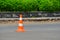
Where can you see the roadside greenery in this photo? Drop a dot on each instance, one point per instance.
(29, 5)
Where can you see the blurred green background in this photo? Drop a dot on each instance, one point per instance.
(30, 5)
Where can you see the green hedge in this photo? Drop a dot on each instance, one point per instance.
(29, 5)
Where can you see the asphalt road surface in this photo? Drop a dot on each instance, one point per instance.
(34, 31)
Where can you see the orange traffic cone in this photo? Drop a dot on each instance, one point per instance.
(20, 26)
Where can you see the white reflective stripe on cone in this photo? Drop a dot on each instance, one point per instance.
(20, 18)
(20, 24)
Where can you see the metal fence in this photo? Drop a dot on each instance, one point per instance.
(29, 14)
·····
**WORK TO BE COMPLETED:**
Please transcribe all of the entries exactly and omit any picture they hold.

**ANSWER SPACE:**
Where can you see the roadside greenery in this photo? Drop a dot on each instance, one point per instance.
(29, 5)
Where can you see the blurred green background in this photo? Drop a dot on each instance, one point per instance.
(30, 5)
Where can you see the green hedge in this photo? Drop a dot on each instance, one point per instance.
(29, 5)
Where can you see the asphalt road surface in this photo? Drop a dot on each instance, one point per instance.
(34, 31)
Where can you see the orange traffic cone in this photo? Drop a dot on each instance, one point per instance.
(20, 26)
Where can you see the white reflective stripe on cone in this photo? Drop a dot on each instance, one point per instance.
(20, 18)
(20, 24)
Where can you see the metal fence in this photo? Drop a dot on each instance, one point per instance.
(29, 14)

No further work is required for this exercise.